*Excerpted text*:
------------------------------------------------------------------------
Maharashtra: Quota upon quotas

October 16, 2020
– Dipta Joshi (Mumbai)

The state’s tri-party Maharashtra Vikas Aghadi (MVA) coalition government comprising the Shiv Sena, Indian National Congress (INC) and the Nationalist Congress Party (NCP), suffered a major setback on September 9 with the Supreme Court staying the state government’s Socially and Educationally Backward Classes (SEBC) Act, 2018. The Act provides 12 and 13 percent reservation quotas for the Maratha community (who constitute 32 percent of the state’s population of 115 million) in government jobs and education institutions. Hearing five petitions filed against the constitutional validity of the Act, a three-judge bench of the apex court stayed the Act and referred the case to an 11-judge constitution bench. Annoyed about the MVA government’s inability to vacate the stay, Maratha organisations across the state have been protesting since September 27, threatening to intensify their protests.

Quotas for Marathas who classify themselves as a backward caste/ community has been a long-standing issue in the state with successive governments making a reserved quota for the community a standard electoral promise. However, neither the Mandal Commission (1980) nor other commissions set up by the Maharashtra government have identified Marathas as a socially or educationally backward community/class perhaps because ten of the state’s 18 chief ministers since the state’s formation in 1960, have been Marathas and the community controls the state’s sugar, milk, cooperative banks and numerous private education institutions.

The previous Bharatiya Janata Party-Shiv Sena (BJP-Shiv Sena) coalition government was finally inspired to carve out a reserved quota for Marathas following the report of an 11-member Justice M.G. Gaikwad Committee, submitted in 2018, which states that the community’s creamy layer apart, 37 percent of Marathas live below the poverty line and 93 percent of Maratha households earn less than Rs.1 lakh per year. Therefore, the committee recommended 12 percent reservation in government colleges/ universities and 13 percent in government jobs for Marathas.

It’s pertinent to note the SEBC Act was enacted by the previous BJP-Shiv Sena government which ruled the state from 2014-19 after members of the traditionally militant Maratha community went on a state-wide rampage that resulted in 40 deaths. This prompted the previous administration to introduce the Act which mandated a 16 percent quota for the community in public higher education institutions and government employment. On June 27, 2019 the Bombay high court upheld the Act but trimmed the quotas to 12 percent in education and 13 percent in government jobs as recommended by the Gaikwad Committee.

However, following judicial sanction of the 12 percent quota for Marathas in education institutions, total reservations in higher education institutions has risen to 75 percent after taking into consideration quota for scheduled castes (15 percent), scheduled tribes (7.5 percent), other backward castes (27 percent) and nomadic tribes (2.5). Another ten percent quota was reserved countrywide by the Central government’s Economically Weaker Section Reservation Act, 2019, in January 2019 applicable to all states.

These quotas when added up are far in excess of the 50 percent ceiling for all reserved quotas imposed by the Supreme Court in Indira Sawhney’s Case (1993). However, this ceiling has been breached by several southern state governments notably Tamil Nadu, where reserved quota students fill 69 percent capacity in public higher education institutions. Legislation breaching the ceiling imposed by the Supreme Court has been parked in the Ninth Schedule which is beyond judicial purview. In effect, the Maratha community’s demand is for Ninth Schedule status for the SEBC Act. And with Marathas totalling 32 percent of the population of Maharashtra, the struggling MVA coalition government has little option but to support the community’s demand.

With reserved quota students set lower marks thresholds in entrance exams of public universities, even if the cause of social justice is served, academic standards take a beating. Therefore, it’s hardly a wonder that none of India’s 1,000 universities — some of them of 150 years vintage — is ranked among the Top 200 in highly respected World University Rankings of the London-based agencies QS and Times Higher Education. Against this, six Chinese universities in which admissions are entirely merit based, are ranked among the QS Top 200.
------------------------------------------------------------------------
*Source material*:
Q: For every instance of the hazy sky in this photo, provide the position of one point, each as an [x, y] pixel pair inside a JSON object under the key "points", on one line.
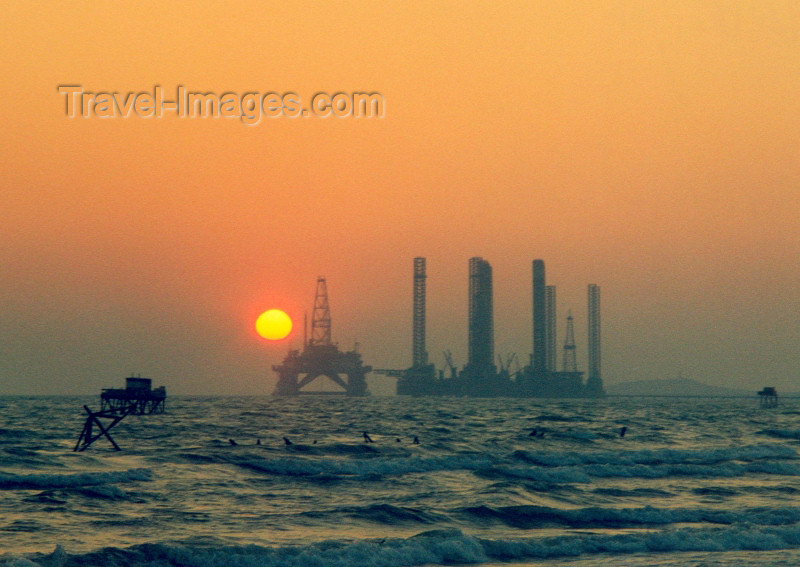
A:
------------------------------------------------------------------------
*Stated task 1*: Please duplicate the article on Maratha quotas between "It’s pertinent to" and "the Gaikwad Committee.", inclusive.
*Stated task 2*: Name every political party mentioned in the article on Maratha quotas.

*Correct result 1*:
It’s pertinent to note the SEBC Act was enacted by the previous BJP-Shiv Sena government which ruled the state from 2014-19 after members of the traditionally militant Maratha community went on a state-wide rampage that resulted in 40 deaths. This prompted the previous administration to introduce the Act which mandated a 16 percent quota for the community in public higher education institutions and government employment. On June 27, 2019 the Bombay high court upheld the Act but trimmed the quotas to 12 percent in education and 13 percent in government jobs as recommended by the Gaikwad Committee.

*Correct result 2*:
Shiv Sena
Indian National Congress (INC)
Nationalist Congress Party (NCP)
Bharatiya Janata Party (BJP)